:: Entries supplied

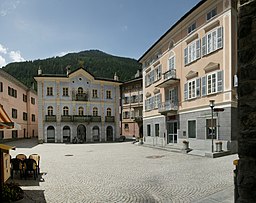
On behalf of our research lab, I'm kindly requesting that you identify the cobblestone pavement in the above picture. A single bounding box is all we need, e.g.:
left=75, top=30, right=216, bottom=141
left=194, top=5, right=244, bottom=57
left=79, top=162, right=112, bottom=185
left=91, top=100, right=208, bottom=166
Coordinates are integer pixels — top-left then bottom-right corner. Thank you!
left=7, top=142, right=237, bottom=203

::::

_Task instructions_. Copy out every line above word for word, omitting the pictures.

_Result of the exercise_.
On behalf of our research lab, I'm kindly requesting that you identify the cobblestone pavement in the above picture. A single bounding box is all we need, e.g.:
left=75, top=30, right=216, bottom=141
left=194, top=5, right=244, bottom=57
left=79, top=162, right=112, bottom=185
left=91, top=100, right=208, bottom=166
Coordinates are integer pixels — top-left then bottom-right corner. Thank you!
left=7, top=142, right=237, bottom=203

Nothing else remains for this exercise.